RECORDS FOR THE EXERCISE -
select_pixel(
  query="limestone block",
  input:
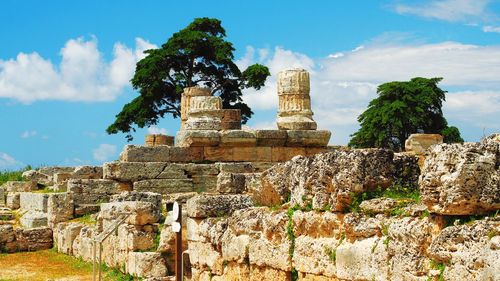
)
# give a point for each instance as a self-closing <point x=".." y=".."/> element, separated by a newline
<point x="158" y="139"/>
<point x="203" y="255"/>
<point x="186" y="154"/>
<point x="462" y="179"/>
<point x="271" y="138"/>
<point x="203" y="206"/>
<point x="230" y="183"/>
<point x="164" y="186"/>
<point x="308" y="138"/>
<point x="7" y="234"/>
<point x="419" y="143"/>
<point x="327" y="180"/>
<point x="242" y="167"/>
<point x="314" y="255"/>
<point x="198" y="138"/>
<point x="132" y="171"/>
<point x="365" y="259"/>
<point x="19" y="186"/>
<point x="60" y="207"/>
<point x="218" y="154"/>
<point x="378" y="205"/>
<point x="34" y="201"/>
<point x="65" y="234"/>
<point x="282" y="154"/>
<point x="13" y="200"/>
<point x="94" y="191"/>
<point x="87" y="172"/>
<point x="469" y="250"/>
<point x="134" y="153"/>
<point x="252" y="154"/>
<point x="186" y="100"/>
<point x="146" y="264"/>
<point x="151" y="197"/>
<point x="6" y="214"/>
<point x="38" y="177"/>
<point x="317" y="225"/>
<point x="83" y="243"/>
<point x="141" y="213"/>
<point x="231" y="119"/>
<point x="33" y="239"/>
<point x="264" y="253"/>
<point x="32" y="219"/>
<point x="237" y="138"/>
<point x="407" y="244"/>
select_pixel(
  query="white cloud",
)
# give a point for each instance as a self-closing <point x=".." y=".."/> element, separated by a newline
<point x="28" y="134"/>
<point x="153" y="130"/>
<point x="490" y="28"/>
<point x="8" y="162"/>
<point x="82" y="75"/>
<point x="104" y="152"/>
<point x="342" y="87"/>
<point x="448" y="10"/>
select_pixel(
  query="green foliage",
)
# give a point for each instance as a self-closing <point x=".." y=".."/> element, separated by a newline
<point x="403" y="108"/>
<point x="195" y="55"/>
<point x="404" y="194"/>
<point x="6" y="176"/>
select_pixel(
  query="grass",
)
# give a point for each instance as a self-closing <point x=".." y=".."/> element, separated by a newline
<point x="6" y="176"/>
<point x="51" y="265"/>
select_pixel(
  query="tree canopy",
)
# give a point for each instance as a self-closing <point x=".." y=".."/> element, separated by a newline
<point x="401" y="109"/>
<point x="195" y="55"/>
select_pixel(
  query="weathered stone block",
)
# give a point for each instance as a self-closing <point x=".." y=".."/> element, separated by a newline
<point x="65" y="234"/>
<point x="230" y="183"/>
<point x="134" y="153"/>
<point x="34" y="201"/>
<point x="141" y="213"/>
<point x="92" y="191"/>
<point x="252" y="154"/>
<point x="146" y="264"/>
<point x="19" y="186"/>
<point x="164" y="186"/>
<point x="32" y="219"/>
<point x="203" y="206"/>
<point x="462" y="179"/>
<point x="13" y="200"/>
<point x="195" y="138"/>
<point x="419" y="143"/>
<point x="237" y="138"/>
<point x="282" y="154"/>
<point x="60" y="207"/>
<point x="218" y="154"/>
<point x="308" y="138"/>
<point x="271" y="138"/>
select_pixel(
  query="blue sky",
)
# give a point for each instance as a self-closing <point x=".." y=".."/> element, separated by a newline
<point x="65" y="65"/>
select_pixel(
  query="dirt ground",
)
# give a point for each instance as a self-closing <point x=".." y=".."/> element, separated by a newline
<point x="44" y="266"/>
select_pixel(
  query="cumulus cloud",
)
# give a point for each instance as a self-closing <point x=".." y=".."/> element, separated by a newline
<point x="343" y="85"/>
<point x="28" y="134"/>
<point x="82" y="75"/>
<point x="153" y="130"/>
<point x="448" y="10"/>
<point x="8" y="162"/>
<point x="490" y="28"/>
<point x="104" y="152"/>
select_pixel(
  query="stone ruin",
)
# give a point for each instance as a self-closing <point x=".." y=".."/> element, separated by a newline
<point x="269" y="204"/>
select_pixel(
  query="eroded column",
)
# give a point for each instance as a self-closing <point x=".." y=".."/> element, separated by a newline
<point x="294" y="112"/>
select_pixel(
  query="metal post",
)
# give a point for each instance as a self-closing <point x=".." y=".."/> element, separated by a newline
<point x="93" y="260"/>
<point x="178" y="248"/>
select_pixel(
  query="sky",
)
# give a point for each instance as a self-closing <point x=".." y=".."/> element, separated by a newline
<point x="65" y="66"/>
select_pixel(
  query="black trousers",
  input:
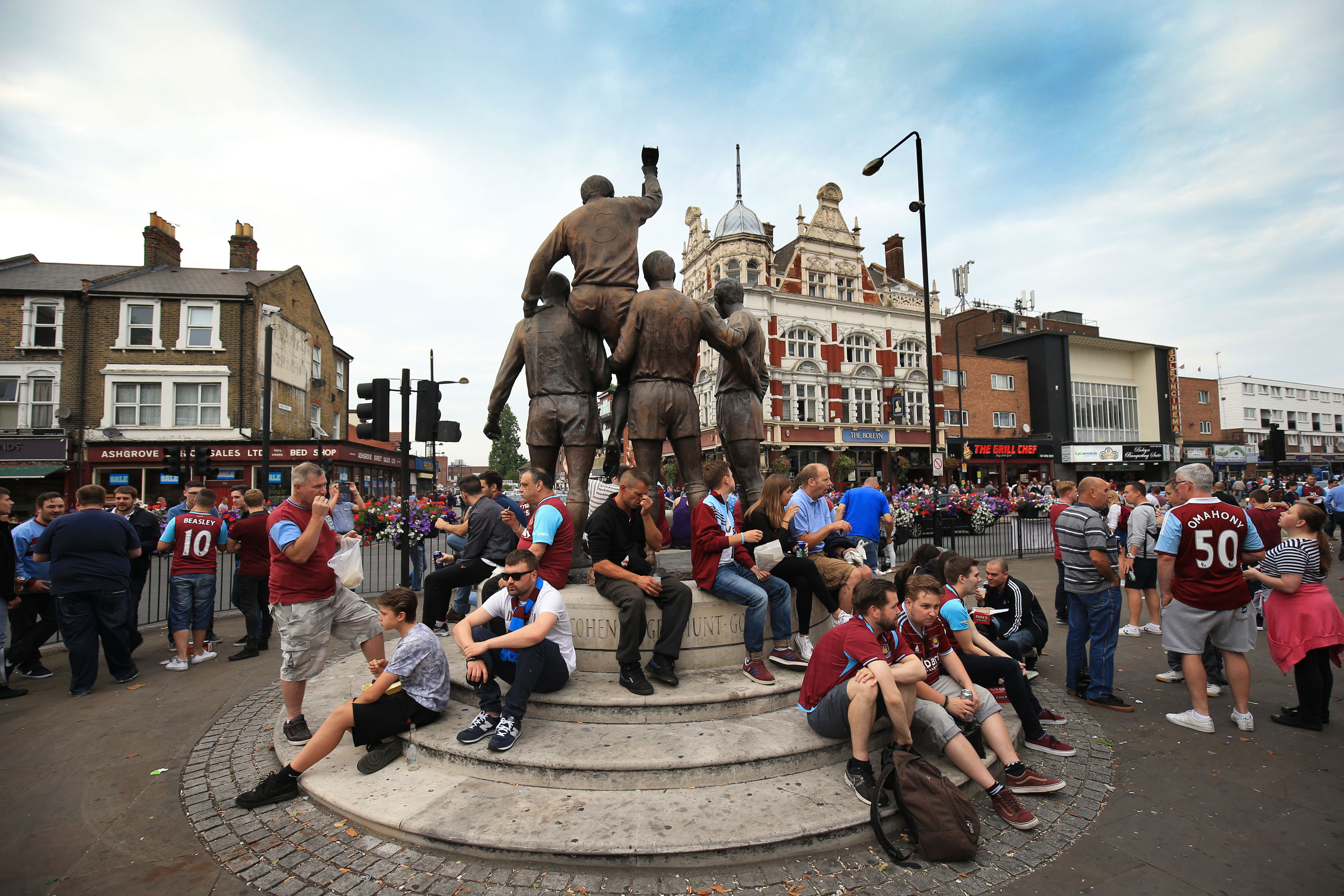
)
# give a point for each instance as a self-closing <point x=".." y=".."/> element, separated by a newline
<point x="442" y="584"/>
<point x="1315" y="683"/>
<point x="255" y="604"/>
<point x="538" y="670"/>
<point x="675" y="601"/>
<point x="806" y="577"/>
<point x="987" y="672"/>
<point x="33" y="624"/>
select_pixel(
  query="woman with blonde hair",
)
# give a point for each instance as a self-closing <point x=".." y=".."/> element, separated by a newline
<point x="1303" y="624"/>
<point x="771" y="515"/>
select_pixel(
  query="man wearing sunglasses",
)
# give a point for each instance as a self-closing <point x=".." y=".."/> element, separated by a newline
<point x="534" y="655"/>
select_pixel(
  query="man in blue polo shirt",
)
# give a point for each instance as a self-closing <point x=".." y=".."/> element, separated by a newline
<point x="866" y="510"/>
<point x="91" y="554"/>
<point x="814" y="522"/>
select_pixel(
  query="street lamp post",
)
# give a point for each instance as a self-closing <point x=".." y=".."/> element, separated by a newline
<point x="919" y="206"/>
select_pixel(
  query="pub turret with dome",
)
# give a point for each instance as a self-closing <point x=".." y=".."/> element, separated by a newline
<point x="846" y="338"/>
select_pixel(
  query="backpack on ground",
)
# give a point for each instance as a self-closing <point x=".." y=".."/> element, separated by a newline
<point x="943" y="824"/>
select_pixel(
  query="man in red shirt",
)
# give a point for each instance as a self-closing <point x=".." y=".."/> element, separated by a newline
<point x="308" y="605"/>
<point x="1068" y="494"/>
<point x="858" y="674"/>
<point x="1201" y="551"/>
<point x="941" y="702"/>
<point x="248" y="539"/>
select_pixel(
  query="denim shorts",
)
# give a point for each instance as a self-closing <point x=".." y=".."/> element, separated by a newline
<point x="192" y="598"/>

ASSIGNMENT -
Each line in the data above either holds "cloud" or does not. State how many do, as a bare number.

TASK OUTPUT -
2